Pointing dataset rows
• • • • •

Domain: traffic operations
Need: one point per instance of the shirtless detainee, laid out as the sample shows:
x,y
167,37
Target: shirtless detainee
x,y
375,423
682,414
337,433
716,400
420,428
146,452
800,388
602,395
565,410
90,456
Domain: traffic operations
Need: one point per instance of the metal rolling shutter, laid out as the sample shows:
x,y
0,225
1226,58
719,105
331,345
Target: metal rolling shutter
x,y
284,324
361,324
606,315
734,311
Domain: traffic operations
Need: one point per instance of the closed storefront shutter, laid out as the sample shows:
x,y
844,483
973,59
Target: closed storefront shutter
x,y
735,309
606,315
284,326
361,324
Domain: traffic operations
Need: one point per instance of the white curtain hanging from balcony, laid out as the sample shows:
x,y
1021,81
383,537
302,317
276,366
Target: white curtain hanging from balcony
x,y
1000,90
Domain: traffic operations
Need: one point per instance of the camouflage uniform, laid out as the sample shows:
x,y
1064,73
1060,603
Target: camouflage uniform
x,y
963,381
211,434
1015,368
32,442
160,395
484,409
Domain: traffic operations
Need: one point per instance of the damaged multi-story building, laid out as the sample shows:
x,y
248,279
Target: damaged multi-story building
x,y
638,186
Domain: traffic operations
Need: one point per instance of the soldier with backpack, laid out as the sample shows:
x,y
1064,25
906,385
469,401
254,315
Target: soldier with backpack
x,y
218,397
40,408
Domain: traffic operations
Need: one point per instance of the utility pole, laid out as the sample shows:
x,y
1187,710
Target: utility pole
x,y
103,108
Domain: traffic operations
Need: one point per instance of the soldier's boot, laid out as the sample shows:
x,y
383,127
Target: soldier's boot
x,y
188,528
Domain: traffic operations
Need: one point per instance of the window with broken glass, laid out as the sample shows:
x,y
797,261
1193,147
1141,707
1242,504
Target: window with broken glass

• • • • •

YOUR GOAL: Select every line in the rows above that contains the string "uniform", treating uppercase and lowercase letters as distinct.

TASK RESULT:
Need: one point per instance of the camouflage uniform, laid out as the sample shows:
Target: camouflage uniform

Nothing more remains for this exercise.